Copy out the full article on the Orrin Keepnews reissues word for word.

__Extracted text__.
——

The Latest of Orrin Keepnews’ Rediscoveries
Hard to believe, but writer, producer, and label head Orrin Keepnews has been actively involved in nearly every aspect of the development of American jazz for over 50 years now. Last year the Concord Music Group began a series of reissues to commemorate his legacy as producer, from his early beginnings as co-founder of Riverside Records with Bill Grauer through his own Milestone imprint in the late ‘60s and ‘70s. The label is releasing this “collector series” not only with a 24-bit mastering job on each, but new liners from Keepnews himself, which contain jewels of session recollections, random anecdotes about the players, and clarifications on dates and musicians.

For my money, there is no finer piano trio record than Bill Evans’ Portrait in Jazz (1959), although I’d agree wholeheartedly that the following Waltz for Debby (1961) is just as sublime. Few of the selections in this collection benefit more from the remastering than Portrait, the rich pastels of Evans’ voicings taking on a new life as the brittleness of the original recording is remedied, and bassist Scott LaFaro’s invaluable presence in the mix is increased tenfold. If you’re not completely swooned by “Spring Is Here” or the group’s interpretation of “Autumn Leaves,” you’re missing a lot more than just a pulse. Absolutely timeless and unequivocally essential. Wes Montgomery’s breakthrough The Incredible Jazz Guitar (1960) is another welcome rediscovery, arguably his finest hour and a far cry from his late-career schmaltz-with-strings sessions with producer Creed Taylor. The raw intensity between the quartet on opener “Airegin” is still incendiary and fresh, and Montgomery’s touch on the ballads like “In Your Own Sweet Way” is exquisite. Everything about what made the leader such a sensation and “the best thing to happen to the guitar since Charlie Christian” is here in spades: blocky piano-like chords, thumb-picked flights of 16th notes, his signature octave runs that sound almost inhuman. This is one of those “if you could only own one by such-and-such artist” records whose rewards must surpass a hundred listens.

——

__Source information__.
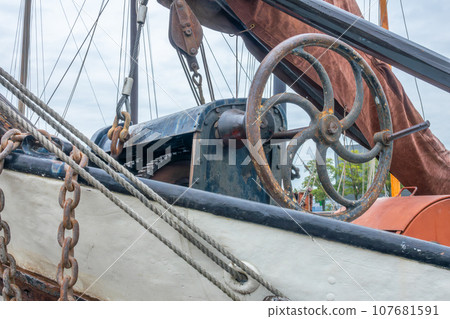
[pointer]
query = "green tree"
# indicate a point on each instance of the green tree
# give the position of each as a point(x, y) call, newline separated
point(347, 178)
point(313, 182)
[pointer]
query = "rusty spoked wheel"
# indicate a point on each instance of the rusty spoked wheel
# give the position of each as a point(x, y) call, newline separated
point(325, 129)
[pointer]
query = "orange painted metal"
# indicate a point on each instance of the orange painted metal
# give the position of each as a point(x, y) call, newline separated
point(423, 217)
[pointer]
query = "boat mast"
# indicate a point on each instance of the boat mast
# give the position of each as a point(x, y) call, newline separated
point(133, 64)
point(384, 23)
point(25, 49)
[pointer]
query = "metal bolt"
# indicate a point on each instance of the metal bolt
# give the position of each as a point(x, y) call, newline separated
point(332, 128)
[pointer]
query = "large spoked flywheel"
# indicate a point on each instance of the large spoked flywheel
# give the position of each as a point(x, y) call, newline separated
point(325, 129)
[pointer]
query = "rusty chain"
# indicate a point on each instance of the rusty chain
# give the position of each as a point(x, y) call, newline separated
point(118, 134)
point(68, 243)
point(10, 141)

——

__Exercise response__.
The Latest of Orrin Keepnews’ Rediscoveries
Hard to believe, but writer, producer, and label head Orrin Keepnews has been actively involved in nearly every aspect of the development of American jazz for over 50 years now. Last year the Concord Music Group began a series of reissues to commemorate his legacy as producer, from his early beginnings as co-founder of Riverside Records with Bill Grauer through his own Milestone imprint in the late ‘60s and ‘70s. The label is releasing this “collector series” not only with a 24-bit mastering job on each, but new liners from Keepnews himself, which contain jewels of session recollections, random anecdotes about the players, and clarifications on dates and musicians.

For my money, there is no finer piano trio record than Bill Evans’ Portrait in Jazz (1959), although I’d agree wholeheartedly that the following Waltz for Debby (1961) is just as sublime. Few of the selections in this collection benefit more from the remastering than Portrait, the rich pastels of Evans’ voicings taking on a new life as the brittleness of the original recording is remedied, and bassist Scott LaFaro’s invaluable presence in the mix is increased tenfold. If you’re not completely swooned by “Spring Is Here” or the group’s interpretation of “Autumn Leaves,” you’re missing a lot more than just a pulse. Absolutely timeless and unequivocally essential. Wes Montgomery’s breakthrough The Incredible Jazz Guitar (1960) is another welcome rediscovery, arguably his finest hour and a far cry from his late-career schmaltz-with-strings sessions with producer Creed Taylor. The raw intensity between the quartet on opener “Airegin” is still incendiary and fresh, and Montgomery’s touch on the ballads like “In Your Own Sweet Way” is exquisite. Everything about what made the leader such a sensation and “the best thing to happen to the guitar since Charlie Christian” is here in spades: blocky piano-like chords, thumb-picked flights of 16th notes, his signature octave runs that sound almost inhuman. This is one of those “if you could only own one by such-and-such artist” records whose rewards must surpass a hundred listens.